▸ **Material provided**:
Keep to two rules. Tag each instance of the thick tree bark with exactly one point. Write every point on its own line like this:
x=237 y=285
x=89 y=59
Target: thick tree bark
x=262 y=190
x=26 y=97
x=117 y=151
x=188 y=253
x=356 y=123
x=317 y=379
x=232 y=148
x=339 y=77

▸ **Exercise task**:
Return every line of the entries above without changing anything, keeping the original order.

▸ **Completed task**:
Keep to two rules. Tag each instance of the thick tree bark with exactly one point. Write every point on its own line like this:
x=237 y=285
x=89 y=59
Target: thick tree bark
x=262 y=190
x=26 y=97
x=117 y=151
x=188 y=253
x=356 y=123
x=317 y=379
x=232 y=148
x=339 y=77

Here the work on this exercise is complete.